*** TEXT EXCERPT

In the last five years, the role of women has grown and feminism has become a recognized part of the free and open source software (FOSS) community.

However, this change has not gone unchallenged. Critics, often responding to their own misogyny and taking advantage of very real feminist gaffes, have been quick to characterize free software feminism in the most hostile ways possible.

In particular, here are nine myths about free software feminism that are either false, over-generalizations, or half-truths at best:

9. FOSS feminism is only a priority for women:

False. Although men tend to stay in the background, many support FOSS feminism. For instance, when The Ada Initiative looked for one hundred supporters to give it initial funding, 52 of the 87 individual donors had male names (the rest were anonymous, or groups). [Full disclosure: I resigned from The Ada Initiative's advisory board in November 2011, after serving on it for several months.]

8. FOSS feminists are outsiders:

Almost always false. Logically, feminists would have no interest in changing FOSS if it wasn't important to them. The majority of FOSS feminists are active code contributors, and most of the rest contribute to projects in other ways, such as writing documentation.

******

TASKS FOR THIS EXERCISE:
A. In the article on free software feminism, copy the stretch from "However, this change" through "hostile ways possible." word for word.
B. The article on free software feminism sorts the myths it covers into three kinds. List those three kinds.
C. Continue the article on free software feminism from where it stops.

*** STORED DATA

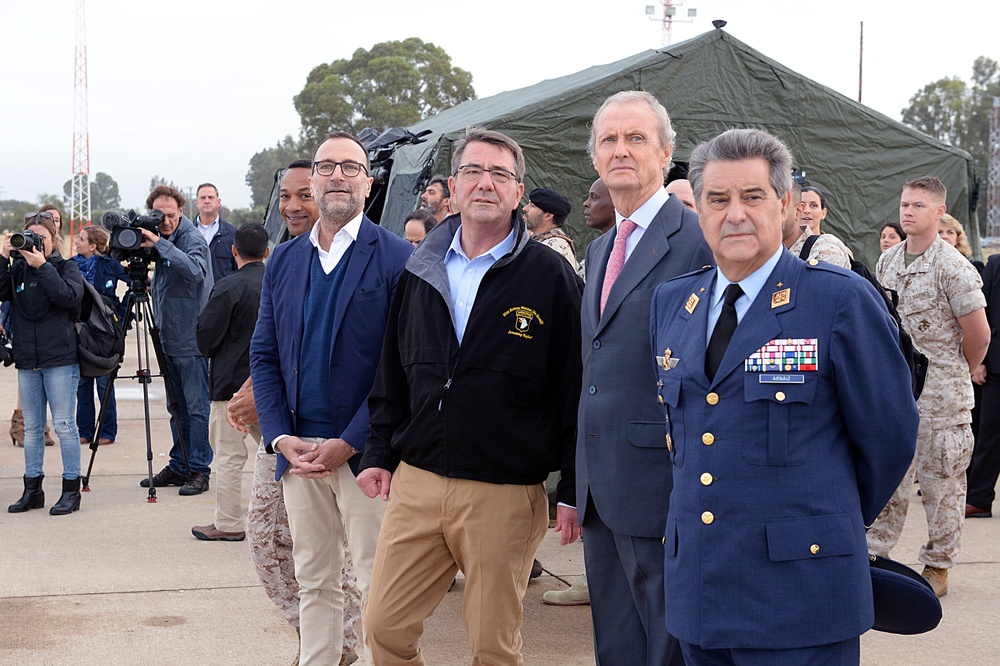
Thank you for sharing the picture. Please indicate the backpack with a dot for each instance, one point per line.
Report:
(100, 335)
(915, 359)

******

OUTPUTS BY TASK:
A.
However, this change has not gone unchallenged. Critics, often responding to their own misogyny and taking advantage of very real feminist gaffes, have been quick to characterize free software feminism in the most hostile ways possible.

B.
false
over-generalizations
half-truths at best

C.
7. All FOSS feminists have the same concerns:

False. Some groups focus on encouraging women to code, others on getting more women to speak at conferences. Still others lobby for anti-harassment policies at conferences.

At times, too, the divide between radical and moderate feminists reveals itself. For example, in August 2012, journalist Rikki Endsley, who has written regularly about prominent women in FOSS, wrote about "Why I'm Not a Geek Feminist" in a blog that is no longer available, but was widely commented on at the time. Around the same time, Leslie Hawthorn published a similar critique of radical feminists entitled, "My Feminism isn't Good Enough for You."

These differences do not prevent different schools of feminists from cooperating with each other. However, they demonstrate that all free software feminists do not speak with a single voice.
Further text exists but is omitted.